- [Task goal] Please keep to the lines below from the one with "Note: for every instance of the patterned" through the one with "Note: for every instance of the glass", and restate them word for word, ends included.
+++ Records to process
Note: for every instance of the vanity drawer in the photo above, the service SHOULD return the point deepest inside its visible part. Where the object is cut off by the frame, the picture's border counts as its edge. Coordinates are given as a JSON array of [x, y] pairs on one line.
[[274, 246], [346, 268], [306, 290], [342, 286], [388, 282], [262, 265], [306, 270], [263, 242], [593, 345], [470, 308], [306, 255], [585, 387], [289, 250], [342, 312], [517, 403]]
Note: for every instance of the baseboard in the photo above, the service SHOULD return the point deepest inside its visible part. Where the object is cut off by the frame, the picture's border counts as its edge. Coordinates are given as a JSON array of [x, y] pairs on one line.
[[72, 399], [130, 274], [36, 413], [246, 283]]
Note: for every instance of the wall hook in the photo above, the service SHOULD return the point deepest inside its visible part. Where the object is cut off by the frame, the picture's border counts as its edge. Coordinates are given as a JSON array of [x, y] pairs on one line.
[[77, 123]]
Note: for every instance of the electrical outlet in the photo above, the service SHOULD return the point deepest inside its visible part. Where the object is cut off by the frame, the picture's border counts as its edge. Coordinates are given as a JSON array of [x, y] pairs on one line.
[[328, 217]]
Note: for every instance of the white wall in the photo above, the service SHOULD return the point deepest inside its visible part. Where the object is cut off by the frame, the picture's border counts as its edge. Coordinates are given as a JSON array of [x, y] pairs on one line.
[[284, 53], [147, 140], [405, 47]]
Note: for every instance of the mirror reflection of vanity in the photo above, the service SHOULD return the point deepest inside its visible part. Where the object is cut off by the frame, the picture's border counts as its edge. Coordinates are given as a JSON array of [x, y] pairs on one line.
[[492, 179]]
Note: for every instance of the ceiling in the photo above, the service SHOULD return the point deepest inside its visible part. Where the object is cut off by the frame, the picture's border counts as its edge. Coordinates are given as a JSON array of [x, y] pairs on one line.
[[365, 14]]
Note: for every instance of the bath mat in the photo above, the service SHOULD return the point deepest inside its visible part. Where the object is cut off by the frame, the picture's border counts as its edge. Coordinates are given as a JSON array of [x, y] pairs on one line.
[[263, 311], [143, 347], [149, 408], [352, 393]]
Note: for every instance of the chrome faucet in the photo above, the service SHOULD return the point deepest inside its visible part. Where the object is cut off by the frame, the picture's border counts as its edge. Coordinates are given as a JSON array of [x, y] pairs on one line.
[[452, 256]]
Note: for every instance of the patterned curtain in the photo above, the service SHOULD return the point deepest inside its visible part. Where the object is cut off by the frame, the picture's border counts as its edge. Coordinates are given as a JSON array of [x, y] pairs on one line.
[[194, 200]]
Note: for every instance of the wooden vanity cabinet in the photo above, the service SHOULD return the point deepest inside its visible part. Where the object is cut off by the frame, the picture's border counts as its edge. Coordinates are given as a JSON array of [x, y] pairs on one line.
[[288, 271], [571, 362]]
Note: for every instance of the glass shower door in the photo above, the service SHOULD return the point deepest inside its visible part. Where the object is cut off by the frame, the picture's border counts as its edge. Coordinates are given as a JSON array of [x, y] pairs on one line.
++++++
+++ Records to process
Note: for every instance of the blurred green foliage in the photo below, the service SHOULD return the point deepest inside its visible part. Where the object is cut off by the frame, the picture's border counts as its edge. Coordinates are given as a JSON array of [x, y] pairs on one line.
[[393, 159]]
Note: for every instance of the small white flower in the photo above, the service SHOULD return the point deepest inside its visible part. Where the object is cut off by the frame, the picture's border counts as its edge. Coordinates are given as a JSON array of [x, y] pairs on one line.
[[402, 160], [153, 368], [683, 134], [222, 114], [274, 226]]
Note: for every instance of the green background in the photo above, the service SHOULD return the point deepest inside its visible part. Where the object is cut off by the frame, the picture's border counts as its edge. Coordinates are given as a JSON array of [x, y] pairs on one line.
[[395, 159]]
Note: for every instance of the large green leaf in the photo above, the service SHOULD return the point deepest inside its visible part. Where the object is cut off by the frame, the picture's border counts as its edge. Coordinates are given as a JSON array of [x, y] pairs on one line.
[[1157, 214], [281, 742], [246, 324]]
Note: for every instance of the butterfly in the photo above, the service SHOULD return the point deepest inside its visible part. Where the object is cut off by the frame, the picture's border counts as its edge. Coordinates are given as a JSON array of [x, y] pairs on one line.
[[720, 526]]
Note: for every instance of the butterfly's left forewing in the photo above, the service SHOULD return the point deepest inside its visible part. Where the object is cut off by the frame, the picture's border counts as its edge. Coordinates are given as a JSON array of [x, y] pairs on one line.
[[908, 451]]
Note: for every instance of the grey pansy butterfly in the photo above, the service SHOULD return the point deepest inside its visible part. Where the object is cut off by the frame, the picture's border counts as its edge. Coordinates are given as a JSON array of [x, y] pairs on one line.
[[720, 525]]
++++++
- [Answer to this task]
Note: for every instance of the patterned curtain in the photo above, the service SHOULD return the point deepest inside its visible part. Where the object is cut off by the frame, the picture's border counts as its edge. Coordinates are given as a JSON array of [x, y] pairs on one line.
[[194, 200]]
Note: for every instance of the wooden vanity cabinet in the photo above, the service SHOULD return the point deepest inside its visible part. Where the object is cut off by the frame, the picture's border counts as its edge. Coordinates are given as a JSON array of [x, y] pairs on one line.
[[288, 271], [571, 362]]
Note: for every instance of the glass shower door in the photo above, the service SHOULD return the point deepest inside its visible part. Where the object is cut off by the frame, the picture's border counts as its edge. Coordinates are given as a JSON array of [x, y] pairs on one line.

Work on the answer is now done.